* **Trecho do documento**:
________________________

Família al-Assad: na primeira fileira, o falecido presidente da Síria, Hafez al-Assad, e sua esposa, Anisa Makhlouf; atrás do casal, os filhos, incluindo o atual presidente Bashar al-Assad (segundo da esquerda para a direita) [Wikimedia/Creative Commons 2.0/Reprodução]

“Ele era um homem em busca de poder. Faria qualquer coisa para conquistar seus objetivos, não importa contra quem. Mesmo um amigo íntimo seria mandado para a cadeia. Ou poderia matá-lo para exercer sua vontade”.

Muito embora Dafi al-Jamaani, ex-líder do partido Baath, que até hoje governa a Síria, esteja se referindo ao ex-presidente e general Hafez al-Assad, que comandou o país com punho de ferro entre os anos de 1971 e 2000, poderia muito certamente estar falando de seu filho e herdeiro, Bashar Al-Assad, que lançou mão de uma campanha de terrorismo de Estado, assassinato em massa e vingança contra toda a população há mais de dez anos, em uma tentativa implacável de se manter no poder.

Ainda assim, um olhar minucioso sobre a vida de seu pai, conforme os relatos que compõem Syria: The Reckoning — em português, Síria: O acerto de contas —, produção documental da rede internacional Al Jazeera, em dois episódios, dirigida pelo cineasta Suhaib Abu Doulah, torna fácil enxergar onde Bashar aprendeu a aplicar táticas tão impiedosas.

________________________

* **Ações a realizar**:
a: Transcreva do texto sobre a família al-Assad o trecho que se inicia com as palavras que contêm "Muito embora Dafi" e se encerra com "manter no poder.".
b: Dê continuidade ao texto sobre a família al-Assad a partir da última frase apresentada.
As linhas não têm nenhuma relação com o texto sobre a família al-Assad.

________________________

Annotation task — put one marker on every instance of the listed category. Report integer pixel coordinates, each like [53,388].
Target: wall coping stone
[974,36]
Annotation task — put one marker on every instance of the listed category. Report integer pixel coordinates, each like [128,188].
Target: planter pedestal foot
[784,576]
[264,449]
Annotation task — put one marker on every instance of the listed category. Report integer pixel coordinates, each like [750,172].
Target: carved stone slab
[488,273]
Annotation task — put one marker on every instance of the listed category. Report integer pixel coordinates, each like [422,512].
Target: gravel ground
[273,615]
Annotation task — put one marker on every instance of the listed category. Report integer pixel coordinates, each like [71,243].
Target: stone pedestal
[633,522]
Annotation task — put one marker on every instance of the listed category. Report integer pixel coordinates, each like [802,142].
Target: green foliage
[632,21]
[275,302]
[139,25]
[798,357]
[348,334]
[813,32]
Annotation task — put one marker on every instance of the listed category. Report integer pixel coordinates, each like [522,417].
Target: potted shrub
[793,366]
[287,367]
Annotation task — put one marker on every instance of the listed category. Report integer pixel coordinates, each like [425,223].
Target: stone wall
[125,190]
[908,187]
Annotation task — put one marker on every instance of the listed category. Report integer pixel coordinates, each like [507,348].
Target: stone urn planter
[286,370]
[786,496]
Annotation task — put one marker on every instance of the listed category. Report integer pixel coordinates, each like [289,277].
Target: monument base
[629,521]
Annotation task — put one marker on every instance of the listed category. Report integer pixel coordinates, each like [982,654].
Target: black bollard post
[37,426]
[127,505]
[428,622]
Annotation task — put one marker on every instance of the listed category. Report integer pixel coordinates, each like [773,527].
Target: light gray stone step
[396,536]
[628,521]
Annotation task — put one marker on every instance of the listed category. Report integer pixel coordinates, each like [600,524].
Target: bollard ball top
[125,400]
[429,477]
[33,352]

________________________

* **Respostas em ordem**:
a:
Muito embora Dafi al-Jamaani, ex-líder do partido Baath, que até hoje governa a Síria, esteja se referindo ao ex-presidente e general Hafez al-Assad, que comandou o país com punho de ferro entre os anos de 1971 e 2000, poderia muito certamente estar falando de seu filho e herdeiro, Bashar Al-Assad, que lançou mão de uma campanha de terrorismo de Estado, assassinato em massa e vingança contra toda a população há mais de dez anos, em uma tentativa implacável de se manter no poder.

b:
Episódio 1

Episódio 2

Devido ao fato de que os anos posteriores à independência da Síria, em relação à França, tenham sido abalados por sucessivos golpes militares, Hafez manteve hegemonia absoluta sobre o regime, na tentativa de estabilizar o país e, por inferência, seu governo. Para tanto, esmagou qualquer forma de oposição a sua figura ou ao partido Baath — ao qual se filiou em meados da década de 1940, como ativista estudantil e graduando na academia militar. Com o tempo, transformou o Baath no “partido do governo” — ou melhor dizendo, o partido único.

Mesmo antes do falecido presidente tomar o poder, Hafez integrava um pequeno grupo de oficiais militares, conhecido como “comitê militar”, incumbido de implementar um controle autoritário sobre todo o país. Com seu desejo ardente para reestruturar o Estado, a sociedade e a economia, este pequeno grupo impôs um “estado de emergência”, fechou jornais e baniu partidos e movimentos políticos como a Irmandade Muçulmana.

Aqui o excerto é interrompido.